-- START --
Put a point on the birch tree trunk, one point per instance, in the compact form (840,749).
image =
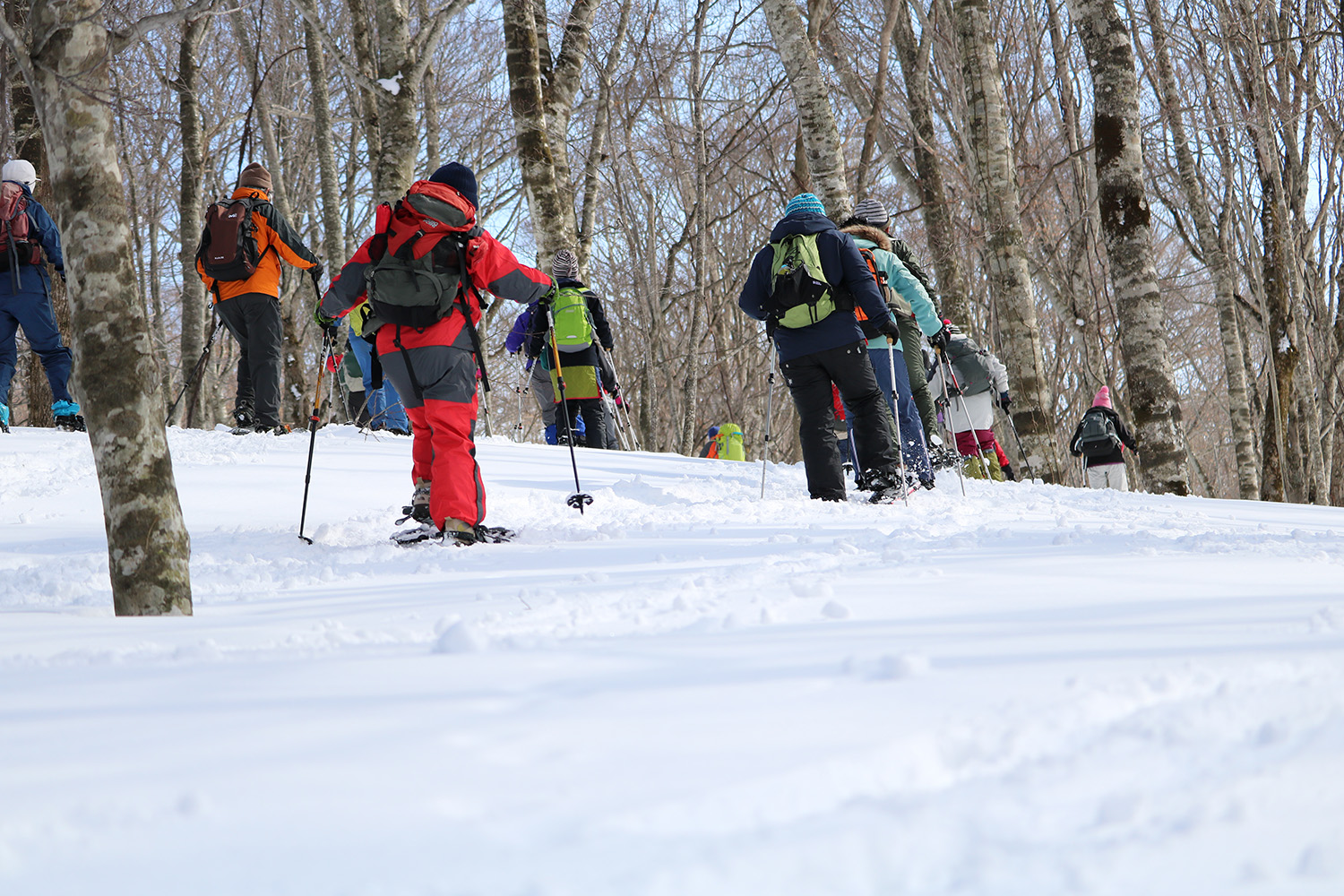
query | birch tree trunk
(148,547)
(699,300)
(1126,228)
(333,234)
(1010,279)
(540,99)
(190,206)
(1219,268)
(914,54)
(820,134)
-- END --
• [Exercise prompt]
Retype the items above verbatim, omitting the pictures.

• [Right answer]
Put a point on the birch tree trunk, one point per instance, in the compact form (840,749).
image =
query | birch tree trunk
(148,547)
(699,300)
(1126,228)
(333,234)
(1010,279)
(540,99)
(190,206)
(1219,268)
(914,54)
(820,134)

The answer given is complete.